[PAGE]:
..............................
4.3.3Requirement for Area-wide NO2 Monitoring
(a) Within the NO2 network, there must be one monitoring station in each CBSA with a population of 1,000,000 or more persons to monitor a location of expected highest NO2concentrations representing the neighborhood or larger spatial scales. PAMS sites collecting NO2 data that are situated in an area of expected high NO2 concentrations at the neighborhood or larger spatial scale may be used to satisfy this minimum monitoring requirement when the NO2 monitor is operated year round. Emission inventories and meteorological analysis should be used to identify the appropriate locations within a CBSA for locating required area-wide NO2 monitoring stations. CBSA populations shall be based on the latest available census figures.
4.3.4Regional Administrator Required Monitoring
(a) The Regional Administrators, in collaboration with States, must require a minimum of forty additional NO2 monitoring stations nationwide in any area, inside or outside of CBSAs, above the minimum monitoring requirements, with a primary focus on siting these monitors in locations to protect susceptible and vulnerable populations. The Regional Administrators, working with States, may also consider additional factors described in paragraph (b) below to require monitors beyond the minimum network requirement.
(b) The Regional Administrators may require monitors to be sited inside or outside of CBSAs in which:
(i) The required near-road monitors do not represent all locations of expected maximum hourly NO2 concentrations in an area and NO2 concentrations may be approaching or exceeding the NAAQS in that area;
(ii) Areas that are not required to have a monitor in accordance with the monitoring requirements and NO2 concentrations may be approaching or exceeding the NAAQS; or
(iii) The minimum monitoring requirements for area-wide monitors are not sufficient to meet monitoring objectives.
..............................
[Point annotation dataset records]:
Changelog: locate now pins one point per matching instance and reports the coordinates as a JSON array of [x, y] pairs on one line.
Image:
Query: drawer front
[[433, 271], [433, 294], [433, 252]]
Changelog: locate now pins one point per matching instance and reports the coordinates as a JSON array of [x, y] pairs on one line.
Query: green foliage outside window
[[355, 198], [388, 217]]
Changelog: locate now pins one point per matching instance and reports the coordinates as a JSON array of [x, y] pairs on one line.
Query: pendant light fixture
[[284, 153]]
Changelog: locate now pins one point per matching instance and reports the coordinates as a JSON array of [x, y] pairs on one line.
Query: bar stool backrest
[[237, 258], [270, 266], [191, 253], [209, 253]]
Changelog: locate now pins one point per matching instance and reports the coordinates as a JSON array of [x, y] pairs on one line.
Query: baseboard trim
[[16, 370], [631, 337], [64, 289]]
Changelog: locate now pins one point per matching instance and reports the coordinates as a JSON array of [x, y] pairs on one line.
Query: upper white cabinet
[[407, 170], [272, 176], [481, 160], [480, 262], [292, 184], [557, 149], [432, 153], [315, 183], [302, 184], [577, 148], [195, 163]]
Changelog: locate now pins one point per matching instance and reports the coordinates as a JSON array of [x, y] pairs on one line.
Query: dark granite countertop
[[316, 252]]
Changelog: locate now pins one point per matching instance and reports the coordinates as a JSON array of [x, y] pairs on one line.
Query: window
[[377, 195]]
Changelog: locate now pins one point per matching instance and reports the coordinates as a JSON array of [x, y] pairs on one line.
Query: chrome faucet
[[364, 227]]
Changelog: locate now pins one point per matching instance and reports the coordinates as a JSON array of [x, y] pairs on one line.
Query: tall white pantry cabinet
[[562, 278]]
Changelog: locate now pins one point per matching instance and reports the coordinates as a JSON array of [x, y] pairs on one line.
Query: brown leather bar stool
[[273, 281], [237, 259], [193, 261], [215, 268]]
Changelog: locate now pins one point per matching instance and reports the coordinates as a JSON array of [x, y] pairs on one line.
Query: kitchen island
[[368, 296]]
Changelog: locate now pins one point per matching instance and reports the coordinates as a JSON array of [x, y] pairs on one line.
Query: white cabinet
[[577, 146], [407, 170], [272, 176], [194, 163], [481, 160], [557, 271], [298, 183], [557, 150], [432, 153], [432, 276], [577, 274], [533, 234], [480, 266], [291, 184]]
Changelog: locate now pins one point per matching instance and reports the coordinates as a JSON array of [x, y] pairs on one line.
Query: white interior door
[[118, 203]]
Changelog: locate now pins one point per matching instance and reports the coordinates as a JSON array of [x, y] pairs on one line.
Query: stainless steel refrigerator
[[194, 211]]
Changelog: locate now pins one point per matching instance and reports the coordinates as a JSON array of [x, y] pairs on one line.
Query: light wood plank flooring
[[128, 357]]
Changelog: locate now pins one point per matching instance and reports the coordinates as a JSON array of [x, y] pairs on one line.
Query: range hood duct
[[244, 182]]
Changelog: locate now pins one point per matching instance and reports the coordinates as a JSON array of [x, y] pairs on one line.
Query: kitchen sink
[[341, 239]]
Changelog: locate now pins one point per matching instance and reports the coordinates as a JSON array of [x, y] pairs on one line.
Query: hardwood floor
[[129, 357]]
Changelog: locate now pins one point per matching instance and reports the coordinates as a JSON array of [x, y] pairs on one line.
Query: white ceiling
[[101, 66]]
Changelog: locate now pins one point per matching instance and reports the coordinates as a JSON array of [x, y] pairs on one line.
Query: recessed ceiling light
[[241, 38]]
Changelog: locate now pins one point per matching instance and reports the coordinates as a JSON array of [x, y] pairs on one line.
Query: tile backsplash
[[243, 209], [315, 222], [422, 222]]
..............................
[TASK INSTRUCTIONS]:
• a. In the NO2 monitoring text, what minimum CBSA population requires one area-wide monitoring station?
• b. Reproduce the portion of the NO2 monitoring text starting with "4.3.4Regional Administrator Required" and going on through "minimum network requirement.".
• c. Decide whether each statement agrees with the NO2 monitoring text, answering yes or no and quoting the words that settle it: (i) Regional Administrators must require at least forty additional NO2 monitoring stations nationwide. (ii) CBSA populations are to be based on state population estimates. (iii) A PAMS site can count toward the area-wide requirement only when its NO2 monitor operates year round.

[ANSWERS BELOW]:
• a. 1,000,000 or more persons

• b.
4.3.4Regional Administrator Required Monitoring
(a) The Regional Administrators, in collaboration with States, must require a minimum of forty additional NO2 monitoring stations nationwide in any area, inside or outside of CBSAs, above the minimum monitoring requirements, with a primary focus on siting these monitors in locations to protect susceptible and vulnerable populations. The Regional Administrators, working with States, may also consider additional factors described in paragraph (b) below to require monitors beyond the minimum network requirement.

• c.
(i) Yes: "must require a minimum of forty additional NO2 monitoring stations nationwide"
(ii) No: "CBSA populations shall be based on the latest available census figures."
(iii) Yes: "may be used to satisfy this minimum monitoring requirement when the NO2 monitor is operated year round"